Tasks for this exercise:
#1 In the post about the unfinished book, what role did Kate Mitchell once hold in relation to the writer?
#2 Summarize the post about the unfinished book in two sentences.

Provided passage:
[BEGIN]

That “Fucking book”
Its been coming on slowly and I know that I have done more in the last three months than the last three years, and it will get finished, I have no doubts about that. But something has been missing, and I think I might now know what it might be.
There has been an invisible barrier that pops up when it comes up when i start telling, writing the story and thats what I have realised today. I have always told myself that the book was about dad and mine and his relationship, but I dont think it is…
I remember vividly speaking to a woman, best selling author Kate Mitchell, The House Fell on Her Head who also happened to be my line manager in a past life, about my idea for the book. It was last year, and whilst I never acted on her advice then, I am now. Kate said to me,
“so what is your project about?”
I was thinking, ‘yeh i like the sound of that, approaching writing this book sounds less daunting when you call it a project’ her next question was about the project,
“So the book is about your dad right?”
“But Tracey how can you write about your dads story of addiction, without telling your own too, what about your own addiction? what about what you have overcome and achieved”.
I remember thinking back then, ‘wooooah, eeeeeerr no, slow down – yes there will some bits of me in the story, but its not about me though, its about dad. After all one of my main drivers, motivations for writing the book was to be able to share my experiances of being affected by alcoholism from the person, who wasnt drowning themselves, slowly killing themselves with alcohol, but from the person, who stood by feeling helpless, hopefully to help others and reassure them that all the guilt and anger is normal and part of the journey.
Writing about me sen just seemed self indulgent and fucking risky
Kate gave some great advice that day, she pointed me into the direction of some writing courses, writing clubs (which still to this day are not for me) she sent some books to help inspire and guide me through the post, which i read, contemplated with, but then the desire died a little again.

[END]

Segmentation data
[BEGIN]

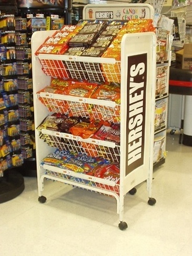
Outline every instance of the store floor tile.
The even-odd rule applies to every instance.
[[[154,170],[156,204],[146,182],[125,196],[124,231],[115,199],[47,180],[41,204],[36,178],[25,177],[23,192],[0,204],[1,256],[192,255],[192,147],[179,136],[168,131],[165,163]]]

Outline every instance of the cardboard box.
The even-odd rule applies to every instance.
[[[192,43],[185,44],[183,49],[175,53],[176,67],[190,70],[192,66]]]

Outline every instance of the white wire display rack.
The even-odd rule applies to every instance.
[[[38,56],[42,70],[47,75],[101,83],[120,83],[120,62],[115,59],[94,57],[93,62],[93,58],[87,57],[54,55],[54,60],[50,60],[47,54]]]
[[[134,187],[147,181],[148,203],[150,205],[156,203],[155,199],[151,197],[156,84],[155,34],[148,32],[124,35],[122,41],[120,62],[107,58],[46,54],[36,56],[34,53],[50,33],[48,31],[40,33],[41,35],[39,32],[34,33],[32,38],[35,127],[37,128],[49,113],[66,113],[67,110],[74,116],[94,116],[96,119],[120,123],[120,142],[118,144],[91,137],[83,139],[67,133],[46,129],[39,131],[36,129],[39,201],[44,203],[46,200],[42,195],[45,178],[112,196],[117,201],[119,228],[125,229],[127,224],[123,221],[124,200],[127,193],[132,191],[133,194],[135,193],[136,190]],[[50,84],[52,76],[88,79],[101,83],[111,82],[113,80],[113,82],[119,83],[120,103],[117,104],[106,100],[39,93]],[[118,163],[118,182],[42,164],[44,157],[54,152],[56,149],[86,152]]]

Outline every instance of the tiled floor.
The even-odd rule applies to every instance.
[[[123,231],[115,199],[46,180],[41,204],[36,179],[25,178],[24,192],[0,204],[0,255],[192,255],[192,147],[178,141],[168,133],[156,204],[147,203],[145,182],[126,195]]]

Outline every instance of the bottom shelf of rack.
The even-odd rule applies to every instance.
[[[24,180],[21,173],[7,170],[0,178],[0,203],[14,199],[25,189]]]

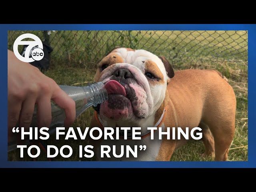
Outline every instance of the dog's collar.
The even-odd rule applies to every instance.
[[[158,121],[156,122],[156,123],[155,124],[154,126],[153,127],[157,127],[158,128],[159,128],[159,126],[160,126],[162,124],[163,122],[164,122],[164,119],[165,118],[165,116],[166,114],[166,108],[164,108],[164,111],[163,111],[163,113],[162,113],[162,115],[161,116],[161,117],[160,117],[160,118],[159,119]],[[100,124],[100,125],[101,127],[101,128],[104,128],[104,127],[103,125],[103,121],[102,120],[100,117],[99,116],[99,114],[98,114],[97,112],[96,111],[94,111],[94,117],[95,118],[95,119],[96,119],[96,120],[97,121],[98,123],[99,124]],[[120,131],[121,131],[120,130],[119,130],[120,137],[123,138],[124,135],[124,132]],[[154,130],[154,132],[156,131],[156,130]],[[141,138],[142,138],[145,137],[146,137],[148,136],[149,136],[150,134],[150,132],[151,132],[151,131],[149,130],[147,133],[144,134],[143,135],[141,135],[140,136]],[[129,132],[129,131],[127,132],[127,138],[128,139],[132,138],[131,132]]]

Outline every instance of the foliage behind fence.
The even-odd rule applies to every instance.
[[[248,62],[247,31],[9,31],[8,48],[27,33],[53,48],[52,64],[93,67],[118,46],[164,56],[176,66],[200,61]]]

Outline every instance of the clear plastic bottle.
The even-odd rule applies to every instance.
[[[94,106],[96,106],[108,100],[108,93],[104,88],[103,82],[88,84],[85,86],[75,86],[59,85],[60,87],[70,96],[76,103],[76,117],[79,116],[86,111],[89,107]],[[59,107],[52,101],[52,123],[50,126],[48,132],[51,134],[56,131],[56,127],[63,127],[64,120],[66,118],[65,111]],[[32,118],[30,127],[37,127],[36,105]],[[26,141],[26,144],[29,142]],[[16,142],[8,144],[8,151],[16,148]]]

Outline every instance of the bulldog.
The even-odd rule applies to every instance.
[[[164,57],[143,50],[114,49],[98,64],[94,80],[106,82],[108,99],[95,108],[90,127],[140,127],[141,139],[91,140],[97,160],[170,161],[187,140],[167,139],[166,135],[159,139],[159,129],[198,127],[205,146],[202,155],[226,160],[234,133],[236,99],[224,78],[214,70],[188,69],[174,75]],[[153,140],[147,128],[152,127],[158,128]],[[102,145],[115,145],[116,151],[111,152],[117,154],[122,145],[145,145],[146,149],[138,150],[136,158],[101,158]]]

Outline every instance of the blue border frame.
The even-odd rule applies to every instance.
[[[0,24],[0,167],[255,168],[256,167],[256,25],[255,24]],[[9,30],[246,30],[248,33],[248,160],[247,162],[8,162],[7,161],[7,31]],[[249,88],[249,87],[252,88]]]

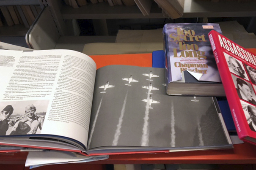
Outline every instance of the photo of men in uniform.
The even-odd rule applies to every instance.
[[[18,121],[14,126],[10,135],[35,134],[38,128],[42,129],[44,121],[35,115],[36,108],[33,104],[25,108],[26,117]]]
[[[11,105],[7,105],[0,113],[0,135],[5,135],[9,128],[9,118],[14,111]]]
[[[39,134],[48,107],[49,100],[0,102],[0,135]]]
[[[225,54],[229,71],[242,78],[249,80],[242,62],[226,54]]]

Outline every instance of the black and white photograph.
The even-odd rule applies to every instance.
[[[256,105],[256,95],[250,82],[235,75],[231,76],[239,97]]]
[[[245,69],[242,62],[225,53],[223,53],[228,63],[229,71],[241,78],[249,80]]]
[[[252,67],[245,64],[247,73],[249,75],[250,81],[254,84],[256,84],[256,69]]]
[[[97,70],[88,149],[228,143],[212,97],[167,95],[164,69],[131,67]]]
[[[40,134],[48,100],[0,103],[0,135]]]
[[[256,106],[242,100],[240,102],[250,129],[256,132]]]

[END]

Task answers:
#1 She was the writer's line manager.

#2 The writer has done more on the book in the last three months than in the previous three years but senses something missing, and now doubts that the book is really about the relationship with the writer's dad. Bestselling author Kate Mitchell once asked how a story of the dad's addiction could be told without the writer's own, advice that seemed self-indulgent and risky at the time but that the writer is now acting on.